- **REQUEST 1**:
Quote the boiler reviews in full, word for word.

- **PROVIDED TEXT**:

=======

Date created: 2013-01-25 Name: Hickory Tate
Location: Eau Claire, Wisconsin

Satisfaction Rating:

3 of 5 stars Neutral

Review:
"Munchkins with exhaust in the combustion"
I have worked on a dozen or so Munchkins and learn something new almost every time. The biggest problem I've seen was a deteriorated fan. I am thinking that this might help Diane in Cheyanne. The problem was corrosive air in the intake process. It took out the swirl plate and must have been an issue for a while before finally, the blower stopped working. It looked like it had caught on fire. I got all the replacement parts, then found out from htp that this unit fell within a brief window of manufacturing dates that had a recall due to a vent leak in the exhaust. At the same time, it may have been recirculating combustion air through the intake. a tip off to this problem that I noticed was the presence of mineral speckles on the metal parts within the machine, brass and aluminum/zinc alike. In that case, the unit was replaced with the current model, the Contender.


Date created: 2013-01-24 Name: Steven Whitbeck - BELTLINE HEATING

Satisfaction Rating:

3 of 5 stars Neutral

Review:
"Installed by my plumber"
Remember folks just because they say they know what they are doing - very few plumbers know how to install a high efficient boiler. Same goes for most heating and air guys. Find someone that has been installing high efficiency boilers for at least 5 years. To do a proper tune up requires a combustion analyzer. Is there a small hole ( 3/8 inch ) drilled into your boilers vent pipe about 1 to 2 feet from the boiler? If not it has never been properly installed or serviced. (The hole must be covered when done testing) I use metal tape.


Date created: 2013-01-24 Name: Steven Whitbeck - BELTLINE HEATING

Satisfaction Rating:

3 of 5 stars Neutral

Review:
"Mr Brown"

=======

[Spatial annotation rows]
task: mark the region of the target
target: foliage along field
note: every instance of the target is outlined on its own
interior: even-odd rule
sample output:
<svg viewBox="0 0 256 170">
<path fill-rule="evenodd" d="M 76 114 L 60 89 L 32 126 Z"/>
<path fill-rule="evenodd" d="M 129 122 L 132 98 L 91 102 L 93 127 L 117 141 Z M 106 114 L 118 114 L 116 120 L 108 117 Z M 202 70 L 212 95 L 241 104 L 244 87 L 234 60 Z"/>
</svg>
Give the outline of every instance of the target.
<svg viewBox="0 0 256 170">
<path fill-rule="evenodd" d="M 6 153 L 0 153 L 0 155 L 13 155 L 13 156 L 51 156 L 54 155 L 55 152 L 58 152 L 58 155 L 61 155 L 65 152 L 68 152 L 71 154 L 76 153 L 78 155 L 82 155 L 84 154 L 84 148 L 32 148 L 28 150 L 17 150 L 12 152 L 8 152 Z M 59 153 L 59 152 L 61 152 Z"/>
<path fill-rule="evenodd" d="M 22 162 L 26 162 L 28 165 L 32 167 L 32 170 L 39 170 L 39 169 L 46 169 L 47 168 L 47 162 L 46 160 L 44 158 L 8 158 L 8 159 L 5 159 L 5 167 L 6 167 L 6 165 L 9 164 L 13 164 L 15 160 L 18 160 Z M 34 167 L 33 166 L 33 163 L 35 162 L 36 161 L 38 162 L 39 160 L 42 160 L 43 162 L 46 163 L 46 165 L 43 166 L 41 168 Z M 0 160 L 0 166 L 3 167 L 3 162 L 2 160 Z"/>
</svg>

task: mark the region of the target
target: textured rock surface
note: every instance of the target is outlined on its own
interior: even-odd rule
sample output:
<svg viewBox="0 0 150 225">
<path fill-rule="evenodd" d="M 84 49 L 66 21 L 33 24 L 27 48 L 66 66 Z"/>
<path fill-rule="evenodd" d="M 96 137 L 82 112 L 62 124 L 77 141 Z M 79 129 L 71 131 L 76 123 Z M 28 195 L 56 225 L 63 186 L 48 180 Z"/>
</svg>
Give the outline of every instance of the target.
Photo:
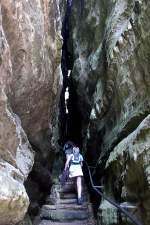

=======

- **REQUEST 2**:
Please print the rows starting at their first line and ending at the line that contains "76 114 L 60".

- **WRITTEN ANSWER 1**:
Date created: 2013-01-25 Name: Hickory Tate
Location: Eau Claire, Wisconsin

Satisfaction Rating:

3 of 5 stars Neutral

Review:
"Munchkins with exhaust in the combustion"
I have worked on a dozen or so Munchkins and learn something new almost every time. The biggest problem I've seen was a deteriorated fan. I am thinking that this might help Diane in Cheyanne. The problem was corrosive air in the intake process. It took out the swirl plate and must have been an issue for a while before finally, the blower stopped working. It looked like it had caught on fire. I got all the replacement parts, then found out from htp that this unit fell within a brief window of manufacturing dates that had a recall due to a vent leak in the exhaust. At the same time, it may have been recirculating combustion air through the intake. a tip off to this problem that I noticed was the presence of mineral speckles on the metal parts within the machine, brass and aluminum/zinc alike. In that case, the unit was replaced with the current model, the Contender.


Date created: 2013-01-24 Name: Steven Whitbeck - BELTLINE HEATING

Satisfaction Rating:

3 of 5 stars Neutral

Review:
"Installed by my plumber"
Remember folks just because they say they know what they are doing - very few plumbers know how to install a high efficient boiler. Same goes for most heating and air guys. Find someone that has been installing high efficiency boilers for at least 5 years. To do a proper tune up requires a combustion analyzer. Is there a small hole ( 3/8 inch ) drilled into your boilers vent pipe about 1 to 2 feet from the boiler? If not it has never been properly installed or serviced. (The hole must be covered when done testing) I use metal tape.


Date created: 2013-01-24 Name: Steven Whitbeck - BELTLINE HEATING

Satisfaction Rating:

3 of 5 stars Neutral

Review:
"Mr Brown"

- **WRITTEN ANSWER 2**:
task: mark the region of the target
target: foliage along field
note: every instance of the target is outlined on its own
interior: even-odd rule
sample output:
<svg viewBox="0 0 256 170">
<path fill-rule="evenodd" d="M 76 114 L 60 89 L 32 126 Z"/>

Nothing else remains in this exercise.